Express the listing below as a two-column CSV with the headers "text" and "points", one row for each passage of wording together with the points that answer it. Put each value in double quotes with line breaks changed to spaces, cover the whole listing, and leave out the pictures.

= = = = =

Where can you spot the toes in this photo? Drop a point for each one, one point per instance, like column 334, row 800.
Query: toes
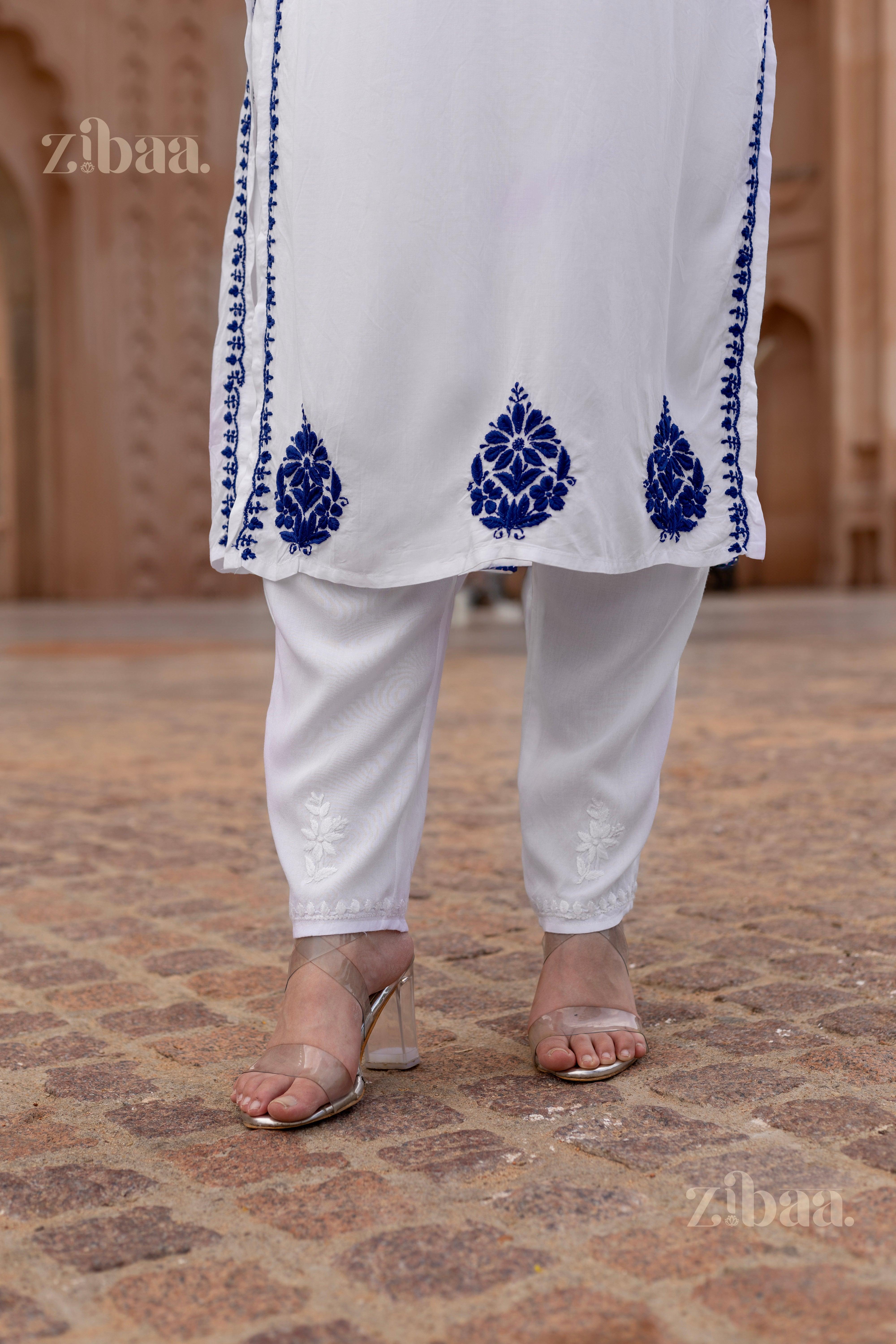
column 260, row 1091
column 624, row 1042
column 299, row 1101
column 629, row 1046
column 605, row 1049
column 585, row 1053
column 555, row 1054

= = = = =

Response:
text,points
"Where can you spot the toes in this photo? Drop a point for each one, one point per instance, like column 334, row 800. Query: toes","column 260, row 1091 column 624, row 1042 column 299, row 1101 column 629, row 1046 column 605, row 1049 column 585, row 1053 column 555, row 1054"